WHAT YOU HAVE TO DO:
Can you give this listing again with every "thickest part" swapped for "widest part" and nothing else changed?

SUPPLIED MATERIAL:
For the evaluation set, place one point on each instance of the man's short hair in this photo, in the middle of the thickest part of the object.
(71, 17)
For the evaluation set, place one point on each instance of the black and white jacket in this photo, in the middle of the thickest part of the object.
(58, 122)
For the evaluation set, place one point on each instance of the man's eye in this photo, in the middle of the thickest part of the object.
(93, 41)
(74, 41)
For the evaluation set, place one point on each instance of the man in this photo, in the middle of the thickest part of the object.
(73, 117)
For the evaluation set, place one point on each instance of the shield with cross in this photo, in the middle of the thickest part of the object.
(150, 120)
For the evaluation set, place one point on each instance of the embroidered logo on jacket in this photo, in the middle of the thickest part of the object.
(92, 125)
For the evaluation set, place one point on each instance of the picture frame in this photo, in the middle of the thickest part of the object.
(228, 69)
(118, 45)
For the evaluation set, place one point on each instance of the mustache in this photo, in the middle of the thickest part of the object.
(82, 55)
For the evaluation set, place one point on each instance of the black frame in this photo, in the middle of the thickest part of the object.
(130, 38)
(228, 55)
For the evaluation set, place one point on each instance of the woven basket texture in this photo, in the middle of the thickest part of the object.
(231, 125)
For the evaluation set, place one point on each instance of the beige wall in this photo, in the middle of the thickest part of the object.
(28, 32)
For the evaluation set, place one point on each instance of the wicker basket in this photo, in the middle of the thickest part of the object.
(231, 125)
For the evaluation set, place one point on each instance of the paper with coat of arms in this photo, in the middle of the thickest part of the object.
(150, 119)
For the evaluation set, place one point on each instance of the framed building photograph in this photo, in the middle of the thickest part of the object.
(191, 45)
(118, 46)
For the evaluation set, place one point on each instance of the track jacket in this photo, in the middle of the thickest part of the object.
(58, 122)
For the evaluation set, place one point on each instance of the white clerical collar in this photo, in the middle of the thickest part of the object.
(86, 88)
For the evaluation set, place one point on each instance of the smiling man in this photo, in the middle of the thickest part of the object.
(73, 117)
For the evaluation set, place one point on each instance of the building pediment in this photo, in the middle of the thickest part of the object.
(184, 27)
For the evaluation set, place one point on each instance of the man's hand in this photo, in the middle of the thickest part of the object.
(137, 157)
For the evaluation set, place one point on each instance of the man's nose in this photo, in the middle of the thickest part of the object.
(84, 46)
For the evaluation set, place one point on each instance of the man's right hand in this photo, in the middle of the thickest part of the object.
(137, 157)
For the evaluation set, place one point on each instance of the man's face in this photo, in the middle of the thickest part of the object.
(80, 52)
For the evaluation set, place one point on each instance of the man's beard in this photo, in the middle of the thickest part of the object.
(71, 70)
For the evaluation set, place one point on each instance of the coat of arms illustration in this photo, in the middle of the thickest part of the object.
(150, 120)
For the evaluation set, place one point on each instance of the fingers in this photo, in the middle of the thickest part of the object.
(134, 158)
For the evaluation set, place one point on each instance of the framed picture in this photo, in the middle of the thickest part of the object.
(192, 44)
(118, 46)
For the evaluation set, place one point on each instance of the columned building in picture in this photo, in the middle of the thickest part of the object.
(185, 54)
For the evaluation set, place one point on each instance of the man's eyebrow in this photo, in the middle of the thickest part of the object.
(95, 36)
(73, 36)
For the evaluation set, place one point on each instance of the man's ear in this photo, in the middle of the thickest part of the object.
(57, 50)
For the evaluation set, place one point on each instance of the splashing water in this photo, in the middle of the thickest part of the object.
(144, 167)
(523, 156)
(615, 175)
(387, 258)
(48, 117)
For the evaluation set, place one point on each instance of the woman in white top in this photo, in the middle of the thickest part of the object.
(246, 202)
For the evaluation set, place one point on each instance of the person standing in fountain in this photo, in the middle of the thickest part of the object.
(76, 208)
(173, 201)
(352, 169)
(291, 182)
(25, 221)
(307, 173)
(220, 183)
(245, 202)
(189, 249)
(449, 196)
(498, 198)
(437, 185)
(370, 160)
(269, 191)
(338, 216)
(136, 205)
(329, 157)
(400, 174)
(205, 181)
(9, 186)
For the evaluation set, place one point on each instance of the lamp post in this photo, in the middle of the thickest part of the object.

FULL ANSWER:
For the evaluation set, place one point on each instance of the man's short hair in this photo, in the middle of the widest part of the object.
(71, 17)
For the evaluation set, place one point on each instance of the black and white jacket in this photo, in the middle of the widest part of the object.
(58, 122)
For the evaluation set, place one point on each instance of the man's eye in this photo, in the middle of the widest part of the object.
(93, 41)
(74, 41)
For the evaluation set, place one point on each instance of the man in this photo, in the middle of the widest part of the object.
(73, 117)
For the evaluation set, place one point on each instance of the shield with cross in this photo, in the middle of the widest part of the object.
(150, 120)
For the evaluation set, place one point on each instance of the embroidered logo on jacket in this photo, in the middle of the widest part of the object.
(92, 125)
For the evaluation set, place one point on each instance of the picture frame in this photo, in the middle of the widest part of the object.
(228, 69)
(118, 45)
For the evaluation set, place one point on each instance of the mustache in this photo, in the middle of the widest part of the object.
(82, 55)
For the evaluation set, place one point on each instance of the black frame in this photo, in the middle of the widest part of the object.
(130, 38)
(228, 55)
For the evaluation set, place one point on each instance of the woven basket texture in this photo, in the middle of the widest part of the object.
(231, 125)
For the evaluation set, place one point on each instance of the beige wall in this photo, in the middle of the widest part of the object.
(28, 32)
For the evaluation set, place one point on each instance of the wicker basket in this photo, in the middle of the widest part of the object.
(231, 125)
For the evaluation set, place one point on each instance of the paper with coat of arms in this photo, in the middle of the widest part of the object.
(150, 119)
For the evaluation set, place one point on each instance of the framed building photograph in this photo, in the middle of the widest part of the object.
(191, 45)
(118, 46)
For the evaluation set, place one point on each instance of the track jacket in this photo, in the middle of the widest part of the object.
(58, 122)
For the evaluation set, place one point on each instance of the white clerical collar in this photo, in the middle of the widest part of the object.
(86, 88)
For the evaluation set, place one point on each instance of the smiling man in this photo, in the middle of the widest part of the object.
(73, 117)
For the evaluation set, place one point on each instance of the building pediment in this photo, in the middle of the widest part of the object.
(184, 27)
For the evaluation set, place one point on each instance of the man's hand in this photo, in the middle of the widest part of the object.
(137, 157)
For the evaluation set, place one point on each instance of the man's nose in this photo, in the middle of the widest part of the object.
(84, 46)
For the evaluation set, place one point on each instance of the man's right hand in this photo, in the middle of the widest part of the object.
(137, 157)
For the evaluation set, place one point on each instance of the man's face in this photo, in the middle of the widest part of the object.
(80, 52)
For the evaluation set, place one point on each instance of the man's beard in this photo, in the middle of the widest part of the object.
(71, 70)
For the evaluation set, place one point on each instance of the coat of arms illustration in this photo, in the middle of the widest part of the object.
(150, 120)
For the evaluation set, place one point on each instance of the fingers in this photo, in the middle of the widest part of the object.
(134, 158)
For the evaluation set, place one point on each instance of the framed picture in this photo, in the middle of the widest part of the object.
(192, 44)
(118, 46)
For the evaluation set, place one point on each instance of the columned building in picture in this photo, in the middle of the widest part of the object.
(185, 54)
For the evaluation set, place one point on each instance of the man's eyebrow in this photo, in the middle of the widest part of the object.
(95, 36)
(73, 36)
For the evaluation set, place one point on each instance of the man's ear in this photo, in the middle of the widest part of the object.
(57, 50)
For the evaluation set, place one point on each instance of the splashing water in this photo, in the middle of the widest part of the object.
(144, 167)
(523, 156)
(615, 175)
(387, 258)
(48, 117)
For the evaluation set, place one point on each instance of the woman in white top in this photo, in the middle of the widest part of the object.
(246, 202)
For the evaluation set, place one point on each instance of the person standing in fountain in this photo, in the middle of the widest part of the object.
(76, 208)
(173, 201)
(352, 169)
(291, 182)
(25, 221)
(307, 173)
(220, 183)
(245, 202)
(189, 249)
(449, 196)
(498, 198)
(437, 185)
(370, 160)
(269, 191)
(338, 216)
(136, 205)
(329, 157)
(400, 174)
(205, 181)
(9, 186)
For the evaluation set, place one point on each instance of the lamp post in this photo, in the middle of the widest part of the object.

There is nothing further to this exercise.